◆ Exercise objective
Copy verbatim the block of lines in the entries below whose first line contains "column 67, row 630" and whose last line contains "column 321, row 607". Leave out all other lines.
##### Dataset content #####
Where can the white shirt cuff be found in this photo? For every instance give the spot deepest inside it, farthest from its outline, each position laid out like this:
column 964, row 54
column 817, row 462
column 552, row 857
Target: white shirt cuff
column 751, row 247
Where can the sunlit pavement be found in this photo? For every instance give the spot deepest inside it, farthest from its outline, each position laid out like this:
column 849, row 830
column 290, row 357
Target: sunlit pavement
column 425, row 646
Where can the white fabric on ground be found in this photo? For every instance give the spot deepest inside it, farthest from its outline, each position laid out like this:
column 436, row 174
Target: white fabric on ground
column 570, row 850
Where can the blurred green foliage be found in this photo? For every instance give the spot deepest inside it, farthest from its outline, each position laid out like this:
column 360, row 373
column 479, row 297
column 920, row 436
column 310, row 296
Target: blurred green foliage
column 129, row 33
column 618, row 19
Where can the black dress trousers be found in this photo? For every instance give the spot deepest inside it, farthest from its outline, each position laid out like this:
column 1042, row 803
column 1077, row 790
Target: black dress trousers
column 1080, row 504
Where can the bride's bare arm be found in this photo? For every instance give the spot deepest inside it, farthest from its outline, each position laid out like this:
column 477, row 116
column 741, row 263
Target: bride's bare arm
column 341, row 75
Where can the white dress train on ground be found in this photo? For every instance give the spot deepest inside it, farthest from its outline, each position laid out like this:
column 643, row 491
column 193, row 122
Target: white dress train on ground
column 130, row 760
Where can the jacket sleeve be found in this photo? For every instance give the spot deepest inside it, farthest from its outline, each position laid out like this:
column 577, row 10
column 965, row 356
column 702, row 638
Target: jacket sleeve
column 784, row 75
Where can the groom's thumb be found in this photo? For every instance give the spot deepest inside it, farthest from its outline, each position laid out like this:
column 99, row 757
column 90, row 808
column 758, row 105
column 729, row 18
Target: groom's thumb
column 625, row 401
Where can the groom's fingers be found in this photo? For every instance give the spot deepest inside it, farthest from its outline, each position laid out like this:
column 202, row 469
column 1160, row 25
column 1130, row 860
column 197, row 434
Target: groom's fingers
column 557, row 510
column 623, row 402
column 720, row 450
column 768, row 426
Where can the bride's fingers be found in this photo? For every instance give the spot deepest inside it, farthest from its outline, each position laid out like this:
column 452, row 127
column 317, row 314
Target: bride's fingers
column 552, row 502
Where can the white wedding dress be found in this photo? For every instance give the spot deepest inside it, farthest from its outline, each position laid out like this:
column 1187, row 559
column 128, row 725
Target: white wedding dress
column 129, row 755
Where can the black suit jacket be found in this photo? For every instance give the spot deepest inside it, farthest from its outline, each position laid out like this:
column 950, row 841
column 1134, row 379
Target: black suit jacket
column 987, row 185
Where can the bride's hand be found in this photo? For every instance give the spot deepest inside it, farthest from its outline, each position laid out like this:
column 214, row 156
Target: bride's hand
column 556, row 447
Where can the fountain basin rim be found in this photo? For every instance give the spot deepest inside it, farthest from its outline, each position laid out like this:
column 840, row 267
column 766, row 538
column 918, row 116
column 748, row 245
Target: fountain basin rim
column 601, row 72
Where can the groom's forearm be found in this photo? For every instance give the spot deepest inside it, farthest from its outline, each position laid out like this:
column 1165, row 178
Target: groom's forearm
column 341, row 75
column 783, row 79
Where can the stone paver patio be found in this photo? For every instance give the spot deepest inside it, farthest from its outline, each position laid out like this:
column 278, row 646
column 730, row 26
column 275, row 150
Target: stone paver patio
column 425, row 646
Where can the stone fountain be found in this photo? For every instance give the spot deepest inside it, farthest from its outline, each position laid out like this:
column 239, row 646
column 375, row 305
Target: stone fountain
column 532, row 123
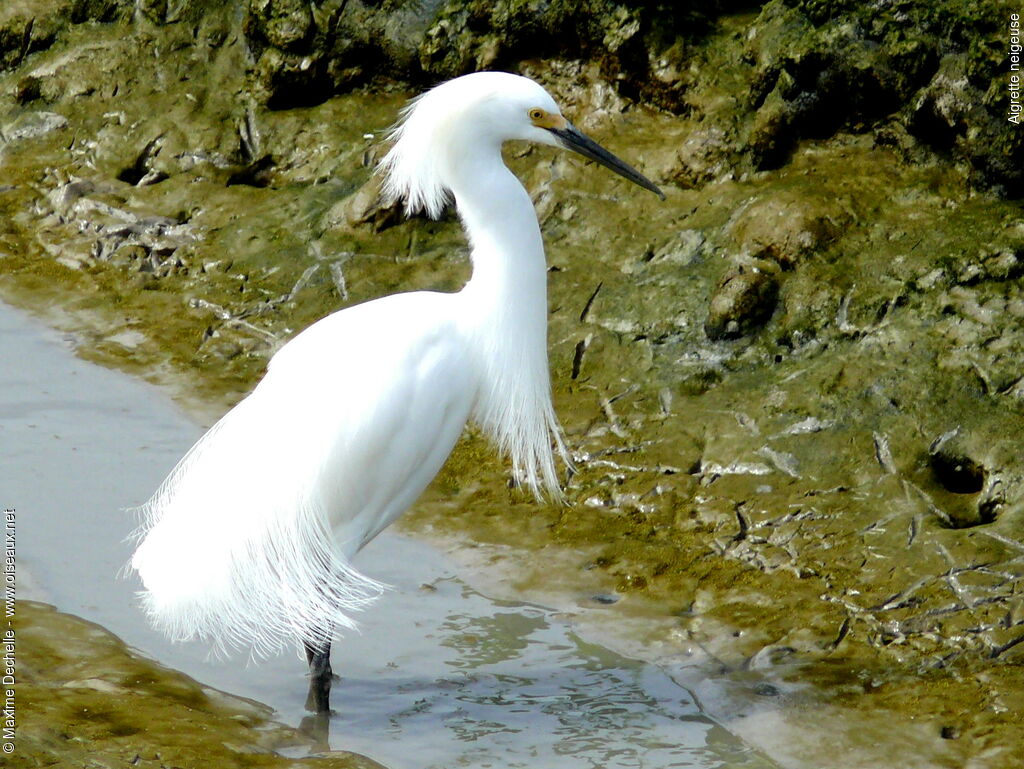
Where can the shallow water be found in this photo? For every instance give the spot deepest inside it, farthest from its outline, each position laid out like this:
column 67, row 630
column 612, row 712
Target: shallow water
column 440, row 675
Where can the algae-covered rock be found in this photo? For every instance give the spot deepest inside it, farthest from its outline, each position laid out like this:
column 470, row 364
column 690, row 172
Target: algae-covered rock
column 830, row 494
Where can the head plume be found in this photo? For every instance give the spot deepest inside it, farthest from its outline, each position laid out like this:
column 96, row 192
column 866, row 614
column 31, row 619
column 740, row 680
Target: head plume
column 411, row 167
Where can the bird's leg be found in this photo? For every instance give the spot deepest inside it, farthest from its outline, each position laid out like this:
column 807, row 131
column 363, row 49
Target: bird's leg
column 318, row 657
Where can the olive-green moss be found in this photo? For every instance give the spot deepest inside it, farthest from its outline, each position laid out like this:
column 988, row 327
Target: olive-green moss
column 774, row 488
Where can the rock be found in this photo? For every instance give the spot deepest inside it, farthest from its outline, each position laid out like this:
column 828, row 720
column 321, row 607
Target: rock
column 787, row 227
column 953, row 468
column 742, row 302
column 368, row 208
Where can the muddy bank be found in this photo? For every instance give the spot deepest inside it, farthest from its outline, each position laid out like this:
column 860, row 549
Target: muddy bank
column 84, row 698
column 793, row 390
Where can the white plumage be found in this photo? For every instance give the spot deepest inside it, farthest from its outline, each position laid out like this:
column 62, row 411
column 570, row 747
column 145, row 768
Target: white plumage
column 248, row 543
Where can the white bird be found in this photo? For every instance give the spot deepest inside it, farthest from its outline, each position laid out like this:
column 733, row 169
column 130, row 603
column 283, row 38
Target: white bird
column 249, row 541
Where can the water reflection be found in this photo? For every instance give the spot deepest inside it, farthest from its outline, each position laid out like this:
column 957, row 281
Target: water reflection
column 440, row 677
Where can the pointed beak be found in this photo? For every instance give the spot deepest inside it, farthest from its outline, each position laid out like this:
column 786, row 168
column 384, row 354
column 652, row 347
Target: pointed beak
column 572, row 138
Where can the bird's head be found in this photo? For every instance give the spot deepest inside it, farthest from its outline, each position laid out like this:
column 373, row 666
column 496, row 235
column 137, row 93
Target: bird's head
column 478, row 112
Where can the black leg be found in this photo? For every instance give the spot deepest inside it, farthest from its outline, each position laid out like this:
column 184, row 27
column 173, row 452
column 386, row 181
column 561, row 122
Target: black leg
column 318, row 657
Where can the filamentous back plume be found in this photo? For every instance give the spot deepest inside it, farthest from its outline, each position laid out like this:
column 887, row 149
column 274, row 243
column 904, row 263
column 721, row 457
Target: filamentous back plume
column 249, row 542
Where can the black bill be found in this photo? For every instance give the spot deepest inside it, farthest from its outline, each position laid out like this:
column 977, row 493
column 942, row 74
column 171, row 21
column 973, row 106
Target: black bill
column 571, row 138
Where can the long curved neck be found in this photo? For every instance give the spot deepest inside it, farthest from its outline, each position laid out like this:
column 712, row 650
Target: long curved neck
column 509, row 268
column 506, row 312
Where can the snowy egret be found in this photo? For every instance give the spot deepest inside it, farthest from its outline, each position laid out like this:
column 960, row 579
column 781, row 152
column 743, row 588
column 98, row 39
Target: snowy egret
column 249, row 541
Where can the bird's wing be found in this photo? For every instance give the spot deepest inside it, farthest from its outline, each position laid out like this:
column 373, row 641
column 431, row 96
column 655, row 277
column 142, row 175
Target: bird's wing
column 249, row 539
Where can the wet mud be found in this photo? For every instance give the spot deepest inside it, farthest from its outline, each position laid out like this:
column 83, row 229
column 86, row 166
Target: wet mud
column 793, row 391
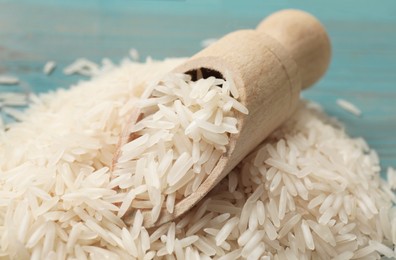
#####
◆ Exercise output
column 67, row 630
column 612, row 712
Target: shallow water
column 440, row 675
Where can the algae-covered rock be found in this photo? For every instance give the spot deepest inside it, farthest from its outline, each position laid out like this:
column 470, row 364
column 690, row 172
Target: algae-covered rock
column 830, row 494
Where can the head plume be found in this photo? For every instance give the spot deepest inside it, farthest from its outline, each position laid out like this:
column 96, row 192
column 866, row 614
column 31, row 619
column 740, row 680
Target: head plume
column 411, row 167
Where can the bird's leg be found in this photo? For every instance give the spot deepest inside it, farthest from its outline, each position laid out like this:
column 807, row 131
column 363, row 49
Target: bird's leg
column 318, row 657
Where can the olive-green moss be found in this photo? For every instance give the spot deepest inside it, farthest from its outline, each position laid out like this:
column 988, row 327
Target: olive-green moss
column 774, row 488
Where can the rock be found in this photo? For every instance give the spot deepest inside it, farthest from its outline, each position laid out like this:
column 828, row 720
column 321, row 607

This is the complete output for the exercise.